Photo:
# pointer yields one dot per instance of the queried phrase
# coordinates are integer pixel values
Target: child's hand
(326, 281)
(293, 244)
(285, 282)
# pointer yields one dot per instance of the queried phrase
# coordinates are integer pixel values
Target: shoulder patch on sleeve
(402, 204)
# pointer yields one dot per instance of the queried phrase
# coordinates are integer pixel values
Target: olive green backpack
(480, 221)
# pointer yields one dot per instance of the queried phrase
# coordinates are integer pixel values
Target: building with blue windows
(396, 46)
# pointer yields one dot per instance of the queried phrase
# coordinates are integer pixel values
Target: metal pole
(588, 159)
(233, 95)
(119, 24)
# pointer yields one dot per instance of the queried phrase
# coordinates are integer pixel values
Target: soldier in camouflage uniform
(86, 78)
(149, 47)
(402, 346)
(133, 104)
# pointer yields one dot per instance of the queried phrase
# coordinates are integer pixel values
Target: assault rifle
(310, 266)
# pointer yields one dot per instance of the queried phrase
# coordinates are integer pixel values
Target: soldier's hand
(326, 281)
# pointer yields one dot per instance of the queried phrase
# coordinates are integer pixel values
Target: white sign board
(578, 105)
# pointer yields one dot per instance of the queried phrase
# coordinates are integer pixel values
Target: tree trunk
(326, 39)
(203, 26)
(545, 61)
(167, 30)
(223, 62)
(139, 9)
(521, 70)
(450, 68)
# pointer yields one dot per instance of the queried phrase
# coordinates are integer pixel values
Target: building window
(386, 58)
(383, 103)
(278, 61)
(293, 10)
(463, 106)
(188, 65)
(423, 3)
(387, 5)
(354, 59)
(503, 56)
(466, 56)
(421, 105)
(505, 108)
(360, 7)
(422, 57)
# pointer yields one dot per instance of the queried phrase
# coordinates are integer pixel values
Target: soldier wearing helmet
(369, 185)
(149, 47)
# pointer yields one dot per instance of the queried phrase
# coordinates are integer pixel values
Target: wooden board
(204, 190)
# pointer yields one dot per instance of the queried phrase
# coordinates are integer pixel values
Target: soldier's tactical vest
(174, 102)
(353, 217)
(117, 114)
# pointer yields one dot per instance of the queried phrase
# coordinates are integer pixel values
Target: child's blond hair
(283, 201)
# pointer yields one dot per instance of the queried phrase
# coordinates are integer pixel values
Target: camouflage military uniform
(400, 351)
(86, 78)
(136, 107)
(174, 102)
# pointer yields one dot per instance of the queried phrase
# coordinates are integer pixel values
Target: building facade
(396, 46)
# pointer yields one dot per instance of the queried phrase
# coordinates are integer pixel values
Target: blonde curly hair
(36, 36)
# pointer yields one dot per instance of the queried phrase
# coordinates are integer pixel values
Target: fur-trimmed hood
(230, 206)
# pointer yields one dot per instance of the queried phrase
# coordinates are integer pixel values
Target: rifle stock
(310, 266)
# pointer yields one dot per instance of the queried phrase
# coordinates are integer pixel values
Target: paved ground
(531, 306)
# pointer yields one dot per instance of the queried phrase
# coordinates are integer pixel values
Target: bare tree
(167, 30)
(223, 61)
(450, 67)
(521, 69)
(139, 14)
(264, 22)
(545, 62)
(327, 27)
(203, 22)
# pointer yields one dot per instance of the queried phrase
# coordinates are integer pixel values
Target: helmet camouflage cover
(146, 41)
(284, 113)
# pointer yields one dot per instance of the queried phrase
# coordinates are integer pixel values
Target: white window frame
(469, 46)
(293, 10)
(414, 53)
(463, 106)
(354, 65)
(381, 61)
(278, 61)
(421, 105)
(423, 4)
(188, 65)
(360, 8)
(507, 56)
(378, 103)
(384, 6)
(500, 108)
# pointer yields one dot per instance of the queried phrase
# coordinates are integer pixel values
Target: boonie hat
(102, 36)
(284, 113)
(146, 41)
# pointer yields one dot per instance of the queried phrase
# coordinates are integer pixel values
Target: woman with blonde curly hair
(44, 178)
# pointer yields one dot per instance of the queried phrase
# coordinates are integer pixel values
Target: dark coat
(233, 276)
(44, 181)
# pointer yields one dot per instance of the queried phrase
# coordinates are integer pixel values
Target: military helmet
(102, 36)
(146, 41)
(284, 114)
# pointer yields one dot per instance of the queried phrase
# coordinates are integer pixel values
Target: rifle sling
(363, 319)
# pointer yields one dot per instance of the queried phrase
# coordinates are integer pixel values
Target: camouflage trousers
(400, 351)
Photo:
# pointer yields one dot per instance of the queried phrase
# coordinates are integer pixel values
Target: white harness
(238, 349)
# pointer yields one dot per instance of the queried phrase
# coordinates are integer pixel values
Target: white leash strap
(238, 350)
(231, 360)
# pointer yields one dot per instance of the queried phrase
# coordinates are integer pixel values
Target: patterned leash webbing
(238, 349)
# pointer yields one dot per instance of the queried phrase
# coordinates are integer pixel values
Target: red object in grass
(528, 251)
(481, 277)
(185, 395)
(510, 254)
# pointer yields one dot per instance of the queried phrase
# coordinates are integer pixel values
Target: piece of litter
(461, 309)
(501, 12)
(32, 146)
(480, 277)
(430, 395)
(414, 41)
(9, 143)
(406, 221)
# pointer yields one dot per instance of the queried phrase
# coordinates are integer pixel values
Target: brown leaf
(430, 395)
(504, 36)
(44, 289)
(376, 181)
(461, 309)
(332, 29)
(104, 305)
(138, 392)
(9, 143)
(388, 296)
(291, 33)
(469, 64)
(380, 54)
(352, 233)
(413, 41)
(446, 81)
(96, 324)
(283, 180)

Your task: For this exercise, output the entries above exactly as written.

Written response:
Photo:
# pointer yields one dot per instance of the queried phrase
# coordinates are integer pixel values
Target: child's hand
(326, 281)
(293, 244)
(285, 282)
# pointer yields one dot per instance of the queried phrase
# coordinates are integer pixel values
Target: shoulder patch on sleeve
(402, 204)
# pointer yields one dot per instance of the queried phrase
# coordinates are integer pixel values
Target: olive green backpack
(480, 221)
# pointer yields one dot per instance of the queried phrase
# coordinates are integer pixel values
Target: building with blue windows
(396, 46)
# pointer yields one dot per instance of the queried phrase
# coordinates are integer pixel values
Target: metal pole
(588, 159)
(233, 95)
(119, 24)
# pointer yields one dot per instance of the queried phrase
# coordinates are integer pixel values
Target: soldier in camouflage uniform
(86, 78)
(149, 47)
(402, 346)
(133, 104)
# pointer yields one dot per instance of the queried phrase
# coordinates are integer pixel values
Target: assault rifle
(310, 266)
# pointer yields one dot per instance of the queried phrase
# coordinates are integer pixel values
Target: soldier's hand
(326, 281)
# pointer yields one dot per instance of the queried phrase
# coordinates are integer pixel values
Target: white sign board
(578, 105)
# pointer yields one dot per instance of the queried phrase
# coordinates are integer pixel values
Target: tree trunk
(326, 39)
(203, 26)
(545, 61)
(167, 30)
(223, 62)
(139, 9)
(521, 70)
(450, 68)
# pointer yields one dot per instance of the queried phrase
# coordinates are integer pixel values
Target: building window
(386, 58)
(383, 103)
(278, 61)
(293, 10)
(463, 106)
(188, 65)
(423, 3)
(387, 5)
(354, 59)
(503, 56)
(466, 56)
(421, 105)
(505, 108)
(360, 7)
(422, 57)
# pointer yields one dot per instance of the queried phrase
# coordinates are integer pixel values
Target: soldier wearing helmet
(369, 185)
(149, 47)
# pointer yields one dot per instance of the queried phrase
# coordinates are integer pixel values
Target: wooden board
(204, 190)
# pointer yields one dot per instance of the queried phrase
# coordinates are integer pixel values
Target: soldier's tactical vest
(174, 102)
(353, 217)
(117, 114)
# pointer yields one dot per instance of the queried phrase
# coordinates are integer pixel values
Target: child's blond hair
(283, 201)
# pointer yields one dot per instance of the queried phrase
# coordinates are integer pixel values
Target: camouflage military uniform
(400, 351)
(86, 78)
(136, 107)
(174, 102)
# pointer yields one dot per instance of the queried phrase
# coordinates are integer pixel values
Target: building facade
(396, 46)
# pointer yields one dot per instance of the queried phrase
# coordinates are integer pixel values
Target: blonde curly hair
(36, 36)
# pointer yields one dot per instance of the queried phrase
# coordinates are integer pixel values
Target: fur-trimmed hood
(230, 206)
# pointer yields one dot per instance of the queried phrase
# coordinates are integer pixel values
Target: rifle stock
(310, 266)
# pointer yields one dot per instance of the queried phrase
# coordinates are integer pixel values
Target: paved ground
(531, 306)
# pointer yields one dot per instance of the queried phrase
# coordinates are integer pixel values
Target: bare tree
(167, 30)
(223, 61)
(450, 67)
(521, 69)
(139, 14)
(264, 22)
(545, 62)
(327, 27)
(203, 22)
# pointer yields one dot per instance of the queried phrase
# coordinates are integer pixel values
Target: helmet camouflage cover
(146, 41)
(284, 113)
# pointer yields one dot per instance of the queried phrase
# coordinates are integer pixel values
Target: white window frame
(469, 46)
(293, 10)
(414, 53)
(463, 106)
(354, 65)
(381, 61)
(278, 61)
(421, 105)
(423, 4)
(188, 65)
(360, 8)
(507, 56)
(378, 103)
(384, 6)
(500, 108)
# pointer yields one dot per instance of the queried phrase
# coordinates are integer pixel values
Target: boonie hat
(102, 36)
(284, 113)
(146, 41)
# pointer yields one dot per instance of the queried phrase
# coordinates are integer pixel values
Target: woman with blonde curly hair
(44, 178)
# pointer yields one dot per instance of the queried phrase
# coordinates are integer pixel values
Target: dark coat
(233, 276)
(44, 181)
# pointer yields one dot per instance of the queried phrase
# coordinates are integer pixel values
Target: military helmet
(102, 36)
(146, 41)
(284, 114)
# pointer yields one dot per instance of the queried phrase
# coordinates are integer pixel values
Target: rifle sling
(363, 319)
# pointer yields one dot per instance of the queried phrase
# coordinates are integer pixel values
Target: camouflage trousers
(400, 351)
Photo:
# pointer yields one dot per instance of the queried phrase
# coordinates are integer pixel values
Target: white harness
(238, 349)
# pointer yields one dot per instance of the queried phrase
# coordinates are integer pixel values
Target: white leash strap
(238, 350)
(231, 360)
# pointer yields one dot per instance of the queried phrase
# coordinates are integer pixel values
Target: patterned leash webbing
(238, 349)
# pointer yields one dot per instance of the queried phrase
# coordinates are integer pixel values
Target: red object in grass
(528, 251)
(481, 277)
(185, 395)
(510, 254)
# pointer yields one dot per instance of the queried phrase
# coordinates are integer pixel values
Target: piece of litter
(461, 309)
(501, 12)
(32, 146)
(480, 277)
(430, 395)
(414, 41)
(9, 143)
(406, 221)
# pointer yields one dot per instance of the queried phrase
# coordinates are integer pixel values
Target: brown leaf
(430, 395)
(504, 36)
(44, 289)
(376, 181)
(461, 309)
(332, 29)
(104, 305)
(138, 392)
(9, 143)
(388, 296)
(291, 33)
(469, 64)
(380, 54)
(352, 233)
(413, 41)
(446, 81)
(96, 324)
(283, 180)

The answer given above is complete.